## Stored records
----
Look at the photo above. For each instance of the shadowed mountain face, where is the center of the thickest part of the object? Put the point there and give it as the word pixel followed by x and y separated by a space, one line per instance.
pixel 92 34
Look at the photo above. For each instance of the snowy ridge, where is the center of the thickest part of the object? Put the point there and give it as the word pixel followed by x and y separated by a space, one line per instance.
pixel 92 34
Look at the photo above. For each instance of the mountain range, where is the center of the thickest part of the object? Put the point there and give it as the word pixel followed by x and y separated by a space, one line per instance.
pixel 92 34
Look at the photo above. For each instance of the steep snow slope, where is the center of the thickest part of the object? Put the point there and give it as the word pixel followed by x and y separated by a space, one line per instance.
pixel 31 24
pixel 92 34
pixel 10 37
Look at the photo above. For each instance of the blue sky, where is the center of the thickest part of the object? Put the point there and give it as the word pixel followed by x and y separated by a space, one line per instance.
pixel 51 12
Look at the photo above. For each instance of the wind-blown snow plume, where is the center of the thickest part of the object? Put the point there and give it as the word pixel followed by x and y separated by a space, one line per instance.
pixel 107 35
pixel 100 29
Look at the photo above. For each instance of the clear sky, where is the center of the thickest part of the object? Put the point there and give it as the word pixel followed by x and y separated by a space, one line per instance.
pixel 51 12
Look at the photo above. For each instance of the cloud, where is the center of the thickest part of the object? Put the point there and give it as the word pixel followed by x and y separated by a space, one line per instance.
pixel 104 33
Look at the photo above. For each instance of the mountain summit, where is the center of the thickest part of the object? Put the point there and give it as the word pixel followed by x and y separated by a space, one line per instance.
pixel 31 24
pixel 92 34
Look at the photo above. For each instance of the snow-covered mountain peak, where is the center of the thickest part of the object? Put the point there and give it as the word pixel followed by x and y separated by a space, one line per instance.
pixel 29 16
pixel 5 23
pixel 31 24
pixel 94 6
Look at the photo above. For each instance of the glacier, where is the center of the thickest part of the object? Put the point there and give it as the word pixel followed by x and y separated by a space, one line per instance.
----
## What this task involves
Your answer must be the full set of entries, copied exactly.

## Response area
Look at the photo above. For each instance of the shadowed mountain face, where is the center of the thickest part of the object? Put the point there and give it as the word pixel followed by x and y separated by a space, one line per instance.
pixel 92 34
Look at the photo above. For each instance of the snowy ridge, where is the center of the thickest part of the object? Put the point there and give it as the word pixel followed by x and y separated by a space, one line per instance.
pixel 92 34
Look at the photo above. For each instance of the mountain range, where is the center of the thickest part of the object? Put the point there and give it as the word pixel followed by x and y separated by a space, one line per instance.
pixel 92 34
Look at the photo above. For each instance of the steep snow slope, where is the center of the thickest part of the object? Put the point there and give it as the word pixel followed by x and y separated by a space, one line per instance.
pixel 31 24
pixel 92 34
pixel 10 37
Look at the photo above. For each instance of the blue sky, where is the center of the thickest part of the object? Put the point there and give it as the word pixel followed by x and y separated by a space, one line per instance.
pixel 51 12
Look at the photo above. For each instance of the wind-blown snow plume, where is the center of the thickest part of the object? Put the point there and give it as the word pixel followed by x and y separated by a space, one line per instance.
pixel 107 35
pixel 100 29
Look at the photo above. For each instance of the clear sky, where is the center of the thickest part of the object? Put the point there and give it as the word pixel followed by x and y separated by a space, one line per instance.
pixel 51 12
Look at the photo above. For each instance of the cloud, where is the center of the thickest part of the object? Put the point there and give it as the word pixel followed by x and y separated by a space, one line per instance.
pixel 104 33
Look at the photo above. For each instance of the mountain summit, where is the center of the thickest part of the object? Put the point there and give it as the word pixel followed by x and y separated by a space, one line per instance.
pixel 31 24
pixel 92 34
Look at the photo above. For each instance of the snow-covered mountain peak, where is the center of the thickest part of the object? Put the point there and give it as the word pixel followed by x and y separated by a space, one line per instance.
pixel 29 16
pixel 5 23
pixel 31 24
pixel 94 6
Look at the photo above. For each instance of the glacier, where is the center of the thickest part of the object? Put the point there and give it as the word pixel followed by x and y separated by a space, one line per instance.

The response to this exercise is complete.